**Entries**

⟨

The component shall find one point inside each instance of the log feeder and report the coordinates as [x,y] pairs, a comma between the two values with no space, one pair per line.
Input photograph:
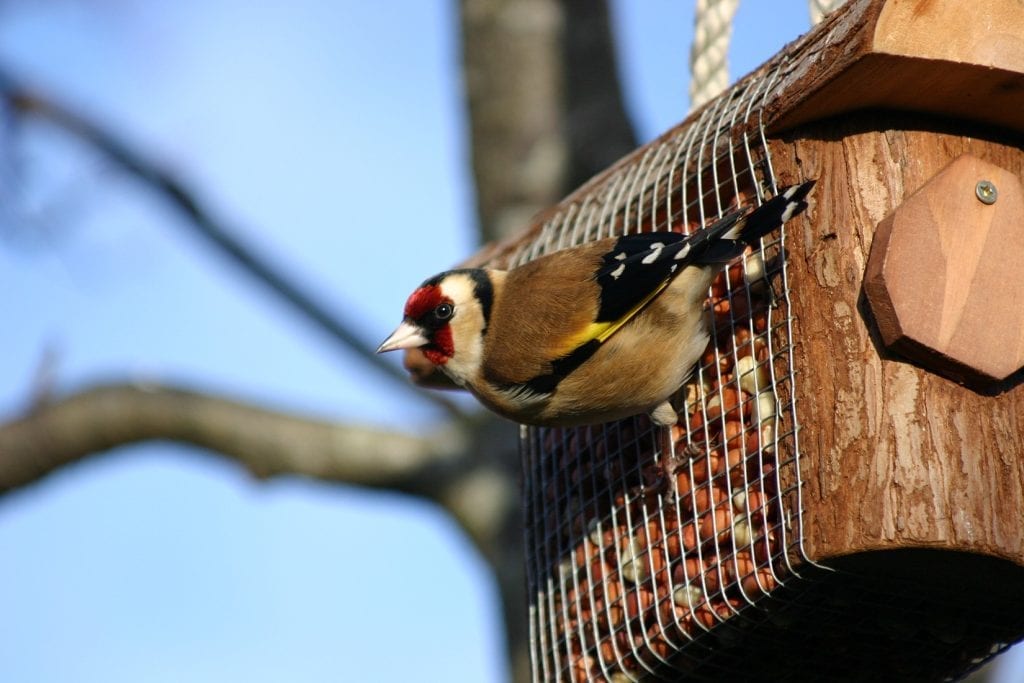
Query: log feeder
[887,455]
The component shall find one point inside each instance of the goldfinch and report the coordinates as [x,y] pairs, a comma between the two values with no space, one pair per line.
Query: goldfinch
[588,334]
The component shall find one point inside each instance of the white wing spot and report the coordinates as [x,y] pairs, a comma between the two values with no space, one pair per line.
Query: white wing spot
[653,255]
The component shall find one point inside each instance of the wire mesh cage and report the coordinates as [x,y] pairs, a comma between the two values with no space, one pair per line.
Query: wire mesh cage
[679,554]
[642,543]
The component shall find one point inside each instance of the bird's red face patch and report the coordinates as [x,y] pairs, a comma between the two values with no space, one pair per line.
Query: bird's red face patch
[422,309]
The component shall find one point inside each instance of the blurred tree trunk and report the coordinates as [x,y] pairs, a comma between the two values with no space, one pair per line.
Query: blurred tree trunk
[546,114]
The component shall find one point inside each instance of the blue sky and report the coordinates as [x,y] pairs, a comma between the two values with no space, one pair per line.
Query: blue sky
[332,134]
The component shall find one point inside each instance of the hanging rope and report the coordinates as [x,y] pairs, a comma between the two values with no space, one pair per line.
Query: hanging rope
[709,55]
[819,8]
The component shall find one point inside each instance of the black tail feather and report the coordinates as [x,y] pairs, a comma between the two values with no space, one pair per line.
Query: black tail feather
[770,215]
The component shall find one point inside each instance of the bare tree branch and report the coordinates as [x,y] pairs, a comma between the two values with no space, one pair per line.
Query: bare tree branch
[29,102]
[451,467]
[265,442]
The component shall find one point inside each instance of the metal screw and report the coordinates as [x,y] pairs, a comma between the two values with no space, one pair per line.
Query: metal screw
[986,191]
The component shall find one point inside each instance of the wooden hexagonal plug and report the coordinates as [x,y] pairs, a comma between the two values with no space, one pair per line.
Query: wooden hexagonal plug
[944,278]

⟩

**Exercise goal**
Recast every row above as a two-column CSV with the headers instruction and points, one line per row. Put each row's text and its answer into a single quoted field apiece, replace line breaks with spaces, and leave the pictures out.

**Exercise result**
instruction,points
"The component shall find one point inside each instance of the log feeder and report the coordinates as [x,y] pairs, a comma between the two values with no space, one pair per line. Input photograph: Query: log feeder","[887,455]"
"The component shall find one point inside each instance of the goldfinch and report the coordinates as [x,y] pairs, a comma between the two values with no space, one pair per line. Query: goldfinch","[588,334]"
"The component shall find one point inside each instance of the white wing spot and report the coordinates as [x,y] pairs, a comma between the two values with no space, one pair per line. Query: white wing spot","[653,255]"
"The component shall find one point inside each instance of the wire mesh cage and report the coordinates as [x,y] pairs, a comma between the two values with no space, one pair per line. Query: wire mesh cage","[679,554] [642,543]"
"The component shall find one point inside each instance of the bird's red face patch and report the coordinates as [x,y] pairs, a comma between the two values with no space, one pair per line. Query: bird's red face patch","[422,309]"
"The component shall find one point inside each instance of the blurred tree trunk and report the coordinates as [x,y] pairs, a comma between the two values with no space, one pair per line. Query: blurred tree trunk","[546,114]"
"The component shall find one point inside each instance of the blue sky and report the coordinates as [x,y] pairs, a comma between the two values with no space, one pair per line. Query: blue sky","[332,134]"
"The component shall find one point inside each instance of the hanging rope and report the coordinates as [x,y] pairs, a comma between the two values with no space, one pair per line. Query: hanging rope","[709,55] [819,8]"
"The component shall find one point inside each instance of the black tail feather and report the coordinates as [x,y] pairs, a comma between the two values with no space, one pair per line. Query: black tail feather","[770,215]"
"The component shall find one point inside each instance of the bare tree branch and report the coordinates as [x,y] pairs, a comma between the two values with no space, one pair per line. Query: bare tree branch","[29,102] [451,467] [265,442]"
"The component shall find one point inside each instance of the metal screw and report the coordinates as [x,y] pairs, a comma between the two values with no space, one pair per line. Query: metal screw","[986,191]"
"The component shall find one point inside each instance of the wooden hexagonal plug and report the coordinates as [x,y] pairs, a comma between the two values with no space, one pair per line. Query: wooden hexagonal plug","[944,278]"